The reason being a simple case of criminal economics: security vendors and internet service providers alike have got better at spotting pop-up phishing sites and can take them down far more quickly than ever before, to keep up with this dynamic the bad guys provide kits to enable quick and easy deployments of such sites in a one-stop-shop package.
The Imperva research revealed that half of these packages belong to large families of kits with “a third belonging to three large families” meaning that “phishing kits come from a restricted number of sources.”
Indeed, Imperva suggests that phishing has become industrialised now; evolving into a “role-based ecosystem where different people with different skill sets fulfill different roles.”
This is important to understand, as it highlights how threat actors are less concerned about having to build fake sites to collect stolen credentials as this aspect of can be reliably outsourced.
Moreover, don’t think this only applies to organised cybercrime outfits – there are plenty of DIY phishing kits that are aimed at the lower end of the criminal enterprise.
So how does the average phishing attack look from the criminal side of the fence? That depends on whether the payload is a link clicking one or a malicious document.
For the former it usually involves renting a compromised server via the dark web, uploading a phishing kit to it, using hosted spam services to send the phishing emails and then processing any victims who take the ‘fake login’ bait at the lure site.

▶ _Task set_:
(a) In the passage on phishing kits, what share of the packages did the Imperva research find belong to large families of kits?
(b) List the steps that the passage on phishing kits gives for a link-clicking phishing attack.
(c) Reproduce the part of the passage on phishing kits starting at "Indeed, Imperva suggests" and ending at "be reliably outsourced.".

▶ _Data excerpt_:
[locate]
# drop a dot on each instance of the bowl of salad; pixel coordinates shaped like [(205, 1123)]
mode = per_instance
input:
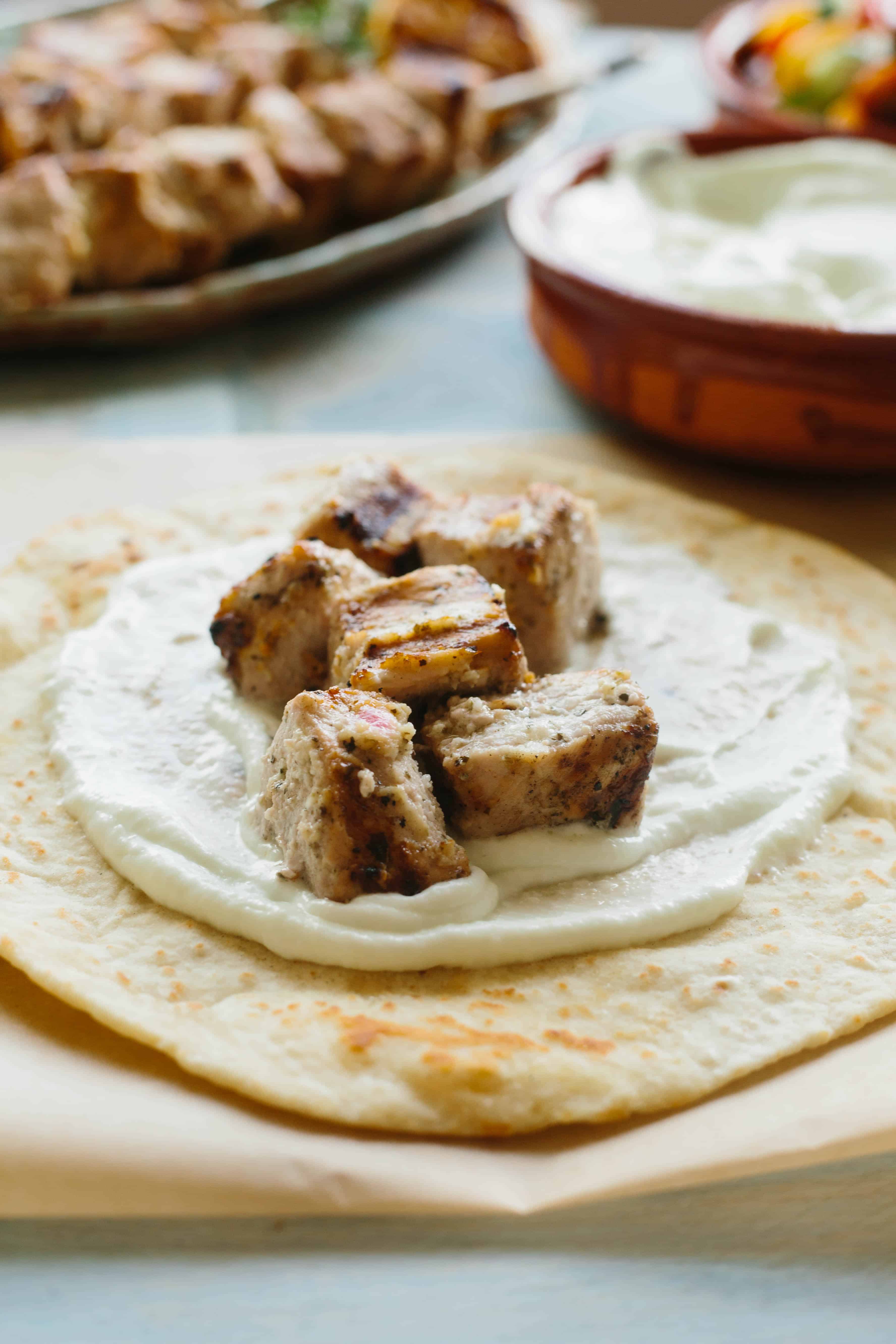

▶ _Answer section_:
(a) Half of them.

(b)
- Renting a compromised server via the dark web
- Uploading a phishing kit to it
- Using hosted spam services to send the phishing emails
- Processing any victims who take the 'fake login' bait at the lure site

(c)
Indeed, Imperva suggests that phishing has become industrialised now; evolving into a “role-based ecosystem where different people with different skill sets fulfill different roles.”
This is important to understand, as it highlights how threat actors are less concerned about having to build fake sites to collect stolen credentials as this aspect of can be reliably outsourced.